Dataset entries on where objects are located:

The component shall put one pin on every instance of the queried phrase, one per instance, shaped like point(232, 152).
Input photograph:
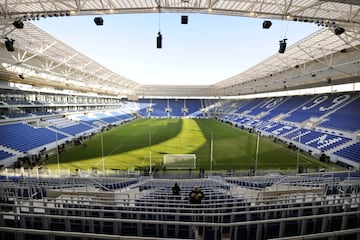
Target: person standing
point(196, 195)
point(176, 189)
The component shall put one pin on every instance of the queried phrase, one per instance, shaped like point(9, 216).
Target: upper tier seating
point(346, 118)
point(351, 152)
point(319, 106)
point(23, 137)
point(4, 155)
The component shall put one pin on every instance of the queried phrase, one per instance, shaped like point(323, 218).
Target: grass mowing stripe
point(128, 146)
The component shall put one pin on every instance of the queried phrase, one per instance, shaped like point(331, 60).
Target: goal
point(180, 161)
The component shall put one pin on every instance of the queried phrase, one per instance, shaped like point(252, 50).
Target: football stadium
point(272, 152)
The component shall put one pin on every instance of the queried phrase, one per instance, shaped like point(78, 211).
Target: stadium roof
point(320, 59)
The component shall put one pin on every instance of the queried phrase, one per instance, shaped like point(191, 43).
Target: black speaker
point(9, 44)
point(18, 24)
point(267, 24)
point(159, 40)
point(184, 19)
point(339, 31)
point(99, 21)
point(282, 46)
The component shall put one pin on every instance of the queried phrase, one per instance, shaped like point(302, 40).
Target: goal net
point(180, 161)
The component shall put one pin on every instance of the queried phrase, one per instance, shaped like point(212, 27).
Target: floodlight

_WHAT THE TASK ASKS:_
Arrange the entries above as a Markdown table with a "Row" column numbering each line and a "Line" column holding it, skipping blank lines. Leave the pictures out.

_RESPONSE TO THE TASK:_
| Row | Line |
|---|---|
| 1 | The component shall put one pin on every instance of the queried phrase, one per instance, shaped like point(232, 152). |
| 2 | Input photograph: |
| 3 | Target: person standing |
| 4 | point(196, 195) |
| 5 | point(176, 189) |
| 6 | The component shall put one pin on every instance of the queried phrase, one per instance, shaped like point(9, 216). |
| 7 | Target: upper tier seating |
| 8 | point(346, 118) |
| 9 | point(351, 152) |
| 10 | point(319, 106) |
| 11 | point(23, 137) |
| 12 | point(4, 155) |
| 13 | The component shall put one pin on every instance of the queried phrase, one per instance, shaped like point(323, 218). |
| 14 | Target: grass mowing stripe |
| 15 | point(128, 146) |
| 16 | The component shall put one pin on every instance of the queried phrase, one per instance, shaped like point(331, 60). |
| 17 | Target: goal |
| 18 | point(180, 161) |
| 19 | The component shall put one pin on every instance of the queried phrase, one per instance, shaped like point(252, 50). |
| 20 | Target: football stadium |
| 21 | point(272, 152) |
| 22 | The component shall put one pin on every instance of the queried phrase, one per instance, shaped like point(78, 211). |
| 23 | Target: stadium roof |
| 24 | point(320, 59) |
| 25 | The component shall put one pin on every instance of the queried phrase, one per instance, shaped like point(191, 43). |
| 26 | Target: black speaker |
| 27 | point(9, 44) |
| 28 | point(18, 24) |
| 29 | point(267, 24) |
| 30 | point(159, 40) |
| 31 | point(184, 19) |
| 32 | point(339, 31) |
| 33 | point(99, 21) |
| 34 | point(282, 46) |
| 35 | The component shall put one pin on every instance of the queried phrase, one per instance, shaped like point(302, 40). |
| 36 | Target: goal net |
| 37 | point(180, 161) |
| 38 | The component shall put one pin on every instance of the queried phrase, one per instance, shaped like point(212, 27). |
| 39 | Target: floodlight |